----- RECORDS -----

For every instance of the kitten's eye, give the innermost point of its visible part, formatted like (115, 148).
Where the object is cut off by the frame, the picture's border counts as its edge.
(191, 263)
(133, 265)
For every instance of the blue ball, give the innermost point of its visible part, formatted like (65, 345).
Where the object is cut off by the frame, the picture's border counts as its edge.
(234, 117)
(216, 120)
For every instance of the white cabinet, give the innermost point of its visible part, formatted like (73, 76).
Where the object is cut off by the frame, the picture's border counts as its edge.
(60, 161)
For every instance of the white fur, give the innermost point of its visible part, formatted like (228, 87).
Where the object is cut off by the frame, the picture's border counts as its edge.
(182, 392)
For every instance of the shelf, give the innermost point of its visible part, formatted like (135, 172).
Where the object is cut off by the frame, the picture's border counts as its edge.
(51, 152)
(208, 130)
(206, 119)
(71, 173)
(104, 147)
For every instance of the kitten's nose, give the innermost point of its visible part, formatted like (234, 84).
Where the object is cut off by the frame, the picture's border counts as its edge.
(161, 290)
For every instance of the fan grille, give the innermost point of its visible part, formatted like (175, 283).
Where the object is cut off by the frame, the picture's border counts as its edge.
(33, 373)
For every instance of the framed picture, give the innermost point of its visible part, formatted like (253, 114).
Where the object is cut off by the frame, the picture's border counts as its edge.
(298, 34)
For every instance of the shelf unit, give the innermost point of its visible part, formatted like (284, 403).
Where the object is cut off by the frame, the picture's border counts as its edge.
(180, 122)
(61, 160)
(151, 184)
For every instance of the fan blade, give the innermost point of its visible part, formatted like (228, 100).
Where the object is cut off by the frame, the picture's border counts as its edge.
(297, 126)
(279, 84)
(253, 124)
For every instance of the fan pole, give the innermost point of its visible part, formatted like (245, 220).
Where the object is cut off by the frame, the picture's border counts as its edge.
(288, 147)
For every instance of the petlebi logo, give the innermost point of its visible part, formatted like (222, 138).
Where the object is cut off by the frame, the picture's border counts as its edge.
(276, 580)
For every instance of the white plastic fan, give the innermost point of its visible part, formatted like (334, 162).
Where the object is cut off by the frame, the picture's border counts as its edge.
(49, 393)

-----

* PROMPT
Return each line above precisely as written.

* REPLY
For every instance of the kitten's eye, give the innermost point of its visible part, formatted like (115, 148).
Where the object is cut off by the frame, the picture's border counts as its edge.
(191, 263)
(133, 265)
For every instance of the blue ball, give the innermost point of its visible part, formatted like (65, 345).
Where the object is cut off by the frame, the picture's border counts as its edge.
(234, 117)
(216, 120)
For every instance of the white cabinet, give the innermost point of its visible part, formatted like (73, 76).
Where the object is cut off by the frame, the picture's border counts as its edge.
(60, 161)
For every instance of the white fur, give the innermost point of its visible part, formatted like (228, 87).
Where the object is cut off by the frame, the picture's border counts as its edge.
(182, 392)
For every instance of the shelf, give the innermost point of its visible part, formatted like (135, 172).
Where the object is cut off by the frame, the picture's border counts as its edge.
(51, 152)
(208, 130)
(206, 119)
(71, 173)
(104, 147)
For every instance of the kitten's nose, give the innermost point of its visible part, formatted like (234, 84).
Where the object is cut off by the frame, the picture's border counts as its edge.
(161, 290)
For every instance of the fan grille, give the innermost point of its visible part, formatted like (175, 283).
Where the object is cut off by the frame, the picture's border counts as its edge.
(33, 373)
For every instance of the framed picture, give the innermost point of its visible part, formatted like (253, 114).
Where the object is cut off by the frame, the picture's border counts as its edge.
(298, 34)
For every instance of the shelf unit, give the innermost point of its visible part, formatted like (284, 403).
Where the object is cut off by the frame, the picture's border counts as its edge.
(180, 122)
(61, 160)
(151, 184)
For every instance of the fan blade, give the innermost point of its visible part, formatted like (228, 100).
Where the object is cut off by the frame, the picture's border counts as its edge.
(297, 126)
(279, 84)
(253, 124)
For every instance of the fan pole, give the innermost point of its visible part, formatted like (245, 220).
Where the object is cut off by the frame, the picture's border counts as its edge.
(288, 147)
For every instance of the petlebi logo, give the innermost point of its visible part, formatted like (222, 138).
Where the object is cut off by the frame, the picture's border counts as its edge.
(276, 580)
For every instance of the white plastic fan, give the innermost point of its visible part, formatted like (334, 162).
Where the object is cut off by the frame, the picture's border counts as its edge.
(49, 393)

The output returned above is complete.